# Start of Quoted text

Re: Some questions about linux kernel.

From: Jesse Pollard (pollard@tomcat.admin.navo.hpc.mil)
Date: Tue Mar 21 2000 - 12:24:20 EST


David Whysong <dwhysong@physics.ucsb.edu>:
> On Mon, 20 Mar 2000, Jesse Pollard wrote:
> >On Mon, 20 Mar 2000, David Whysong wrote:
> >>
> >>When OOM the kernel has to kill something. The trick is for the kernel to
> >>kill tasks that are considered "less important". Don't kill init, X
> >>server, syslogd, whatever. Some of this policy could be set by a userspace
> >>daemon.
> >
> >By the time the userspace daemon runs it is too late.
>
> Not necessarrily. Here is the (rough) idea:
>
> 1. Modify Rik van Riel's patch to understand multiple "nice" levels.
> 2. Have a daemon that finds new processes and renices them,
> based on a config file. This puts policy in user-space.

# End of Quoted text

#### Brief A:
In the kernel mailing list post, whose patch does David Whysong propose modifying so it understands multiple "nice" levels?
#### Brief B:
From the kernel mailing list post, extract word for word the part that opens with the words containing "From: Jesse Pollard" and closes with "is too late.".

# Start of Recorded information

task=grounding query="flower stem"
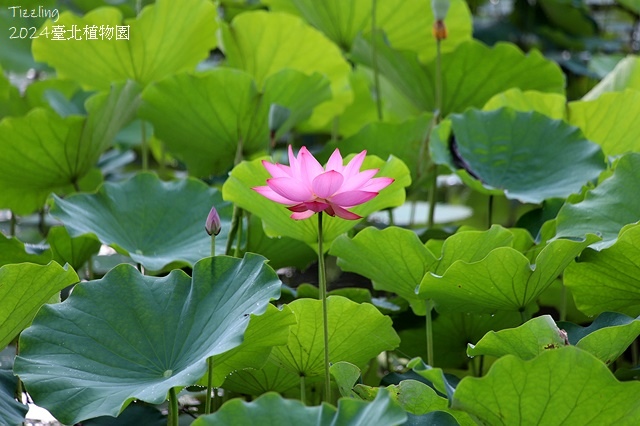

# End of Recorded information

#### Written reply A:
Rik van Riel's patch.

#### Written reply B:
From: Jesse Pollard (pollard@tomcat.admin.navo.hpc.mil)
Date: Tue Mar 21 2000 - 12:24:20 EST


David Whysong <dwhysong@physics.ucsb.edu>:
> On Mon, 20 Mar 2000, Jesse Pollard wrote:
> >On Mon, 20 Mar 2000, David Whysong wrote:
> >>
> >>When OOM the kernel has to kill something. The trick is for the kernel to
> >>kill tasks that are considered "less important". Don't kill init, X
> >>server, syslogd, whatever. Some of this policy could be set by a userspace
> >>daemon.
> >
> >By the time the userspace daemon runs it is too late.